Collected data:
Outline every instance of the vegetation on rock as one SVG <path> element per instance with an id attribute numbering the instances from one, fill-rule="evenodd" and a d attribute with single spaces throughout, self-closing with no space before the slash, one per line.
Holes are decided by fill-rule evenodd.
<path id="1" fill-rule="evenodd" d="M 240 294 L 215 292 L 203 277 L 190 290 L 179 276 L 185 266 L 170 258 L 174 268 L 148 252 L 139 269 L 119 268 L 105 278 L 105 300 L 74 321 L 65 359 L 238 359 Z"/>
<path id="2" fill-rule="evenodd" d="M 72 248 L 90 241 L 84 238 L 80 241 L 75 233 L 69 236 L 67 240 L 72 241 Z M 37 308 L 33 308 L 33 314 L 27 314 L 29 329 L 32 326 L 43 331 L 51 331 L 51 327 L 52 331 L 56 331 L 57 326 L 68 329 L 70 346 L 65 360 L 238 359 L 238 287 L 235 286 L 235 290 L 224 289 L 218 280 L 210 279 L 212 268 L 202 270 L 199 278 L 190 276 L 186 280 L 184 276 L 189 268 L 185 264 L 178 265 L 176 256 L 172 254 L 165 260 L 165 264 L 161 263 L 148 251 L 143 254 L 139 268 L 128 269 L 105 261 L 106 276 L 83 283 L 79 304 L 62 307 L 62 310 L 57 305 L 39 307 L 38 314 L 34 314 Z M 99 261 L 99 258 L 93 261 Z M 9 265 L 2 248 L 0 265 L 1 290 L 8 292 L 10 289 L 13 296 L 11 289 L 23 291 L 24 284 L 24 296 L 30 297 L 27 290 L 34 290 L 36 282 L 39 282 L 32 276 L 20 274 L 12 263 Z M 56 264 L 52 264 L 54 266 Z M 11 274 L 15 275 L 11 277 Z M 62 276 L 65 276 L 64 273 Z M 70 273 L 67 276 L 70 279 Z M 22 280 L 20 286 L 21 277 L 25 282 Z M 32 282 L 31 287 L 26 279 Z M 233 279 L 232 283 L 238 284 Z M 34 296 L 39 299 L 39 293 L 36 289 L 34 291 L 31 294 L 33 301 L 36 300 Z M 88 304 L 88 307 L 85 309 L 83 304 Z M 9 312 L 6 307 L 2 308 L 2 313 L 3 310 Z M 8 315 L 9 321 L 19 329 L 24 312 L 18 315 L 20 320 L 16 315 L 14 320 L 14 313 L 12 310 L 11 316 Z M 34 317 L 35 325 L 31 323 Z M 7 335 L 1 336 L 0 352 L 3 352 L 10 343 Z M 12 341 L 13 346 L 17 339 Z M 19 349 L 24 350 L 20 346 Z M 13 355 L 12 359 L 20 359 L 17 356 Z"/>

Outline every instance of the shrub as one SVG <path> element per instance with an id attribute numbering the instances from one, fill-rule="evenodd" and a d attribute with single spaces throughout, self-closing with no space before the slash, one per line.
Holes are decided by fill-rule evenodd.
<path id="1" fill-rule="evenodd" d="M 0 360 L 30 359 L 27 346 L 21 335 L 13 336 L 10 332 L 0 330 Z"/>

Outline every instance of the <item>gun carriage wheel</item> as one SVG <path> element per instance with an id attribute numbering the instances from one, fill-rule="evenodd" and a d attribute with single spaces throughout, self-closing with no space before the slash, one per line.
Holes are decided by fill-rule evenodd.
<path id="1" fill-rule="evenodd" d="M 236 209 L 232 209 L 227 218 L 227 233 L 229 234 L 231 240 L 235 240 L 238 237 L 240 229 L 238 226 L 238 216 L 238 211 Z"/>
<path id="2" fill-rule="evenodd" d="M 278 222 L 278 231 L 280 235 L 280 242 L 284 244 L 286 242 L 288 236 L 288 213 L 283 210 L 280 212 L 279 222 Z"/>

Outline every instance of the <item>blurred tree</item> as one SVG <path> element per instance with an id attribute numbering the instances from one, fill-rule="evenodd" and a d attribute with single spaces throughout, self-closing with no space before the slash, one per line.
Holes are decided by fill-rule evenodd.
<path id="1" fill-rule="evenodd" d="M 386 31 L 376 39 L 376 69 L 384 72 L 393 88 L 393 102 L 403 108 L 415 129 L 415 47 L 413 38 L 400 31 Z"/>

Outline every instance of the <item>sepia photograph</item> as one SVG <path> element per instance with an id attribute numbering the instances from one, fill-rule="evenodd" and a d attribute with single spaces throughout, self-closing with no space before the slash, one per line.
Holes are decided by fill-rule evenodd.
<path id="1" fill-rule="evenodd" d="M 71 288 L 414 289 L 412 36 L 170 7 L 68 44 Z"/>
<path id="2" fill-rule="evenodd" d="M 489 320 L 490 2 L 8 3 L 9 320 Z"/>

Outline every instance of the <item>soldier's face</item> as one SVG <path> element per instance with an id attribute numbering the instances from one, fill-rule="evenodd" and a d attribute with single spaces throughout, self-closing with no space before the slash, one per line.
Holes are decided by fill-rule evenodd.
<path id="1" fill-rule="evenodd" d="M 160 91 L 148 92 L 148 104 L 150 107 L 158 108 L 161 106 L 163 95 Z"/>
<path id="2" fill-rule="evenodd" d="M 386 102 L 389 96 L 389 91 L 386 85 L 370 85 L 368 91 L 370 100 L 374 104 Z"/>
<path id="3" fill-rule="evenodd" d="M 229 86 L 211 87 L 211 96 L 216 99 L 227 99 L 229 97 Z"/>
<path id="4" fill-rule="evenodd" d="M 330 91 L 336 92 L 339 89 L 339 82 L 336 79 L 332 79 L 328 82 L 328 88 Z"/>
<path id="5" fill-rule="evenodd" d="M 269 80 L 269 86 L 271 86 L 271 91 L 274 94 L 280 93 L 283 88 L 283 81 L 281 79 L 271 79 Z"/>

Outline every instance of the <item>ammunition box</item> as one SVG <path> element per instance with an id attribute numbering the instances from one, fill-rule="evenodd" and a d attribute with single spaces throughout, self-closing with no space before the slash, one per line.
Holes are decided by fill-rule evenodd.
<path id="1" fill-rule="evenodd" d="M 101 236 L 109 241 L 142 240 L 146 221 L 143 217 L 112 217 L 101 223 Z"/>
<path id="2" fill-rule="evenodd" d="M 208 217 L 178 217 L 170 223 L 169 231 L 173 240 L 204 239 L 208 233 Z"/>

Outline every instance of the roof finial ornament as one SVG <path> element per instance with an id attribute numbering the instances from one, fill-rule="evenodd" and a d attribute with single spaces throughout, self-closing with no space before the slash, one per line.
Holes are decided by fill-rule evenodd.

→ What is needed
Print the records once more, exactly as written.

→ Exercise solution
Outline every instance of the vegetation on rock as one SVG <path> element per instance with an id attribute numbering the instances from one, fill-rule="evenodd" and a d attribute with single spaces throughout, self-closing with no space before the slash, one per line.
Holes are decided by fill-rule evenodd.
<path id="1" fill-rule="evenodd" d="M 240 294 L 215 292 L 203 277 L 190 290 L 179 276 L 185 266 L 170 258 L 174 268 L 148 252 L 139 269 L 119 268 L 105 278 L 105 300 L 74 321 L 65 359 L 238 359 Z"/>
<path id="2" fill-rule="evenodd" d="M 72 248 L 90 241 L 84 238 L 80 241 L 75 233 L 69 236 L 67 240 L 72 241 Z M 37 308 L 33 308 L 33 314 L 27 314 L 29 329 L 32 326 L 43 331 L 51 331 L 51 327 L 52 331 L 56 331 L 57 326 L 68 329 L 70 346 L 65 360 L 238 359 L 238 287 L 235 286 L 235 290 L 224 289 L 218 280 L 210 279 L 212 268 L 202 270 L 199 278 L 190 276 L 186 280 L 184 276 L 189 268 L 185 264 L 178 265 L 176 256 L 172 254 L 165 260 L 165 264 L 161 263 L 148 251 L 143 254 L 139 268 L 128 269 L 105 261 L 106 276 L 83 283 L 79 304 L 62 307 L 62 310 L 57 305 L 39 307 L 38 314 L 34 314 Z M 99 261 L 99 258 L 93 261 Z M 9 265 L 2 248 L 0 265 L 1 290 L 8 292 L 10 289 L 13 296 L 11 289 L 23 291 L 24 284 L 24 296 L 30 297 L 27 290 L 34 290 L 36 282 L 39 282 L 32 276 L 20 274 L 12 263 Z M 56 264 L 52 264 L 54 266 Z M 11 274 L 15 275 L 11 277 Z M 62 276 L 65 276 L 64 273 Z M 70 273 L 67 276 L 70 279 Z M 22 280 L 20 286 L 21 277 L 25 282 Z M 32 282 L 31 287 L 26 279 Z M 233 279 L 232 283 L 238 284 Z M 34 296 L 39 299 L 39 293 L 36 289 L 34 291 L 31 294 L 33 301 L 36 300 Z M 88 304 L 88 307 L 85 309 L 83 304 Z M 9 312 L 6 307 L 2 308 L 2 313 L 3 310 Z M 8 315 L 9 321 L 19 329 L 24 312 L 18 315 L 20 320 L 16 315 L 14 320 L 14 313 L 12 310 L 11 316 Z M 34 317 L 35 325 L 31 323 Z M 7 335 L 1 336 L 0 352 L 3 352 L 10 343 Z M 12 341 L 13 346 L 17 339 Z M 19 349 L 24 350 L 20 346 Z M 13 355 L 12 359 L 20 359 L 17 356 Z"/>

Outline every instance of the shrub as one SVG <path> element per instance with an id attribute numbering the instances from one, fill-rule="evenodd" and a d attribute with single spaces throughout, self-closing with no space before the slash, one per line.
Holes are decided by fill-rule evenodd.
<path id="1" fill-rule="evenodd" d="M 0 360 L 30 359 L 27 346 L 21 335 L 13 336 L 10 332 L 0 330 Z"/>

Outline every instance of the <item>gun carriage wheel</item> as one SVG <path> element per instance with an id attribute numbering the instances from one, fill-rule="evenodd" and a d attribute with single spaces throughout, self-closing with no space before the slash, one per line.
Holes are decided by fill-rule evenodd.
<path id="1" fill-rule="evenodd" d="M 236 209 L 232 209 L 227 218 L 227 233 L 229 234 L 231 240 L 235 240 L 238 237 L 240 229 L 238 226 L 238 216 L 238 211 Z"/>
<path id="2" fill-rule="evenodd" d="M 278 222 L 278 231 L 280 235 L 280 242 L 284 244 L 286 242 L 288 236 L 288 213 L 283 210 L 280 212 L 279 222 Z"/>

Outline every instance of the <item>blurred tree</item> as one SVG <path> element per instance with an id attribute numbering the instances from one, fill-rule="evenodd" and a d attribute with single spaces throughout, self-closing with no space before the slash, one per line.
Holes are decided by fill-rule evenodd.
<path id="1" fill-rule="evenodd" d="M 386 31 L 376 39 L 376 69 L 384 72 L 393 88 L 393 102 L 403 108 L 415 129 L 415 47 L 413 38 L 400 31 Z"/>

Outline every instance of the <item>sepia photograph</item> as one SVG <path> element per instance with an id attribute numbering the instances from one, fill-rule="evenodd" and a d attribute with single spaces throughout, self-closing with no space before the slash, one per line.
Holes are decided by fill-rule evenodd.
<path id="1" fill-rule="evenodd" d="M 71 288 L 414 289 L 412 36 L 170 7 L 68 44 Z"/>
<path id="2" fill-rule="evenodd" d="M 489 320 L 490 2 L 8 3 L 9 320 Z"/>

Outline every instance of the <item>soldier's face</item> as one SVG <path> element per instance with an id attribute numbering the instances from one, fill-rule="evenodd" and a d attribute with single spaces throughout, self-closing with no space before the slash, one per line.
Holes are decided by fill-rule evenodd.
<path id="1" fill-rule="evenodd" d="M 160 91 L 148 92 L 148 104 L 150 107 L 158 108 L 161 106 L 163 95 Z"/>
<path id="2" fill-rule="evenodd" d="M 386 102 L 389 96 L 389 91 L 386 85 L 370 85 L 368 91 L 370 100 L 374 104 Z"/>
<path id="3" fill-rule="evenodd" d="M 229 86 L 211 87 L 211 96 L 216 99 L 227 99 L 229 97 Z"/>
<path id="4" fill-rule="evenodd" d="M 330 91 L 336 92 L 339 89 L 339 82 L 336 79 L 332 79 L 328 82 L 328 88 Z"/>
<path id="5" fill-rule="evenodd" d="M 269 80 L 269 86 L 271 86 L 271 91 L 274 94 L 280 93 L 283 88 L 283 81 L 281 79 L 271 79 Z"/>

Outline every instance of the <item>ammunition box</item> as one SVG <path> element per instance with an id attribute numbering the instances from one, fill-rule="evenodd" and a d attribute with single spaces throughout, self-closing with no space before the slash, one per line.
Holes are decided by fill-rule evenodd.
<path id="1" fill-rule="evenodd" d="M 101 236 L 109 241 L 142 240 L 146 221 L 143 217 L 112 217 L 101 223 Z"/>
<path id="2" fill-rule="evenodd" d="M 208 217 L 178 217 L 170 223 L 169 231 L 173 240 L 204 239 L 208 233 Z"/>

Outline every instance of the roof finial ornament as one SVG <path> element per instance with an id attribute numbering the instances from one, fill-rule="evenodd" and a d attribute with single spaces throughout, self-closing with no space before the slash, one per line.
Holes are decided by fill-rule evenodd.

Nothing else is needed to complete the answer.